● REQUEST: From the items below, pick out every line that contains the word "white" and copy each one. Case counts.

● GIVEN DATA:

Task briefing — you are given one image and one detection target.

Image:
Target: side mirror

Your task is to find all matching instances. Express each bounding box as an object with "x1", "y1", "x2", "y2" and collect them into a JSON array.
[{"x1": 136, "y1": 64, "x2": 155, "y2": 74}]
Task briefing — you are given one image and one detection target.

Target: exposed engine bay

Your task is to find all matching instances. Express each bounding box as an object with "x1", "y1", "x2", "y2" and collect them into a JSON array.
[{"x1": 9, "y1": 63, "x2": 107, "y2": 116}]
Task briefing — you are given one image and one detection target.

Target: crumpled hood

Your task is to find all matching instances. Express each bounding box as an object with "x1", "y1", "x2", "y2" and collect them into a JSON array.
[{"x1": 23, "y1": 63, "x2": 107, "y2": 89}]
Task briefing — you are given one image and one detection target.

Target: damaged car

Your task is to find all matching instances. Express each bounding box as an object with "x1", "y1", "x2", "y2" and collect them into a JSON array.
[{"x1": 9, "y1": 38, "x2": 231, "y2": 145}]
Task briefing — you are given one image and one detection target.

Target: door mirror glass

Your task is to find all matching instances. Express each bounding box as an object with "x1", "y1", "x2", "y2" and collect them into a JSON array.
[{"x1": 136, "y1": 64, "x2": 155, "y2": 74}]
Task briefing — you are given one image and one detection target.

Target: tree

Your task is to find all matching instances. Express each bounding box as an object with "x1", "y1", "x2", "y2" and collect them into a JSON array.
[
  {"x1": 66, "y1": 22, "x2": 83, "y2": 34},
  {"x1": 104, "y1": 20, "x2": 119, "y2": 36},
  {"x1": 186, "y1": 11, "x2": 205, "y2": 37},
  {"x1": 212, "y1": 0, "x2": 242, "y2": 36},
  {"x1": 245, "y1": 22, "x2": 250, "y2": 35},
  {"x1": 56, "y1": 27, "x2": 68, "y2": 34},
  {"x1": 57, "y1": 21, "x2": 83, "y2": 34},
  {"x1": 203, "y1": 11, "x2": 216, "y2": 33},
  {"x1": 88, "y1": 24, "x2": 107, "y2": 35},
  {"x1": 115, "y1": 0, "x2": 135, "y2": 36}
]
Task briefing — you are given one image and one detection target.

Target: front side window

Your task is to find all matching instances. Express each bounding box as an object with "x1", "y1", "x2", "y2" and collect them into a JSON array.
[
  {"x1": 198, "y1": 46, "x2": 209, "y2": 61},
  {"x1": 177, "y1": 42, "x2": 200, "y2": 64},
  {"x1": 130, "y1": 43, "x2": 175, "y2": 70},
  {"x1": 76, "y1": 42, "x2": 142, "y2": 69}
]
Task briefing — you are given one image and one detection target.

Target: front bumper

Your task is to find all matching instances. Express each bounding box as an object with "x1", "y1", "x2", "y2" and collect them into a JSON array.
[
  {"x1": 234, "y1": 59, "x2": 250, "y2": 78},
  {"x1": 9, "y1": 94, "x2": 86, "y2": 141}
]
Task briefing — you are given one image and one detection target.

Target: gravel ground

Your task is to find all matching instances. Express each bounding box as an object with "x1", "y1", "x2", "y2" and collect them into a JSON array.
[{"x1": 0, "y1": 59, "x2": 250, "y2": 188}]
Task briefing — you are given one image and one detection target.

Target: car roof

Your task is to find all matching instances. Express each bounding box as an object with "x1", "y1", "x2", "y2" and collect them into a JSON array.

...

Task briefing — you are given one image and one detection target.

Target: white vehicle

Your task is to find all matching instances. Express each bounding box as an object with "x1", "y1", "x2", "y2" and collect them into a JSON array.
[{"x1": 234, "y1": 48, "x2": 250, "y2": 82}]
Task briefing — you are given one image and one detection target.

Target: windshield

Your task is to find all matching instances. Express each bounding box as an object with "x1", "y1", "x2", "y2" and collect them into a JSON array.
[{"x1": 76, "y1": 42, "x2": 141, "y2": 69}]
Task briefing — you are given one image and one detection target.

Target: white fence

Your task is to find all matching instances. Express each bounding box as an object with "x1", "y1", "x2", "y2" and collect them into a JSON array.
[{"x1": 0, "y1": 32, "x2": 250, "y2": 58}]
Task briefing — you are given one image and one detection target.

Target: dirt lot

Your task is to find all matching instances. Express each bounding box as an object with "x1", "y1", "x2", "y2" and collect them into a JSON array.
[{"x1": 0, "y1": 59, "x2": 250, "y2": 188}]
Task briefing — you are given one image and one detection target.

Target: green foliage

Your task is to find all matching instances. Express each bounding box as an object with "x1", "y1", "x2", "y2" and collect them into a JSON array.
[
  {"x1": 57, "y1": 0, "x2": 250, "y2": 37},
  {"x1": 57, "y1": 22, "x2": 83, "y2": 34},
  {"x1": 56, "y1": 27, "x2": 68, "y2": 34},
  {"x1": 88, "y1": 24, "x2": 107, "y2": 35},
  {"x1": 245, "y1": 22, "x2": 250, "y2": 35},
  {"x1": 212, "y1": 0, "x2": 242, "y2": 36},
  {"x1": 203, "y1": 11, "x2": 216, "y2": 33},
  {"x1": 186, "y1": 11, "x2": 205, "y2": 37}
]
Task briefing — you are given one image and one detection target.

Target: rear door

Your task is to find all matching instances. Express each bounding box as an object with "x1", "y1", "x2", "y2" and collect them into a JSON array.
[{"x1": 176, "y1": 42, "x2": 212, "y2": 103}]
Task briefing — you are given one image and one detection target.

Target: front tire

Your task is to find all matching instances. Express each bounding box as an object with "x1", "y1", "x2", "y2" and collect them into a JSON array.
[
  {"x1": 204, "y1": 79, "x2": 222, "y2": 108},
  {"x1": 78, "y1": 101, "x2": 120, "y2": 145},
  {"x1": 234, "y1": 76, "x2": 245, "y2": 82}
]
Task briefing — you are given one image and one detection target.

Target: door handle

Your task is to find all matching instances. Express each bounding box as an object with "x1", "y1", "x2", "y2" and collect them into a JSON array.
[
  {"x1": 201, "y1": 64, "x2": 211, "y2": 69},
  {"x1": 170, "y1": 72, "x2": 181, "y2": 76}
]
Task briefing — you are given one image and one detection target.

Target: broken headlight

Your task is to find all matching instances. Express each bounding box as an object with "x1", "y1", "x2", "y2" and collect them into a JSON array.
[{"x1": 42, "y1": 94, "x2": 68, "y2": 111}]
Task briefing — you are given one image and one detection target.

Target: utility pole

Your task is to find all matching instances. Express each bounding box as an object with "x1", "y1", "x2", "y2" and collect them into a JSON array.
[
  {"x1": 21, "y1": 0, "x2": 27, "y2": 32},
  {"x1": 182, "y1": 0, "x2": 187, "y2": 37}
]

● RESPONSE:
Target: white vehicle
Target: white fence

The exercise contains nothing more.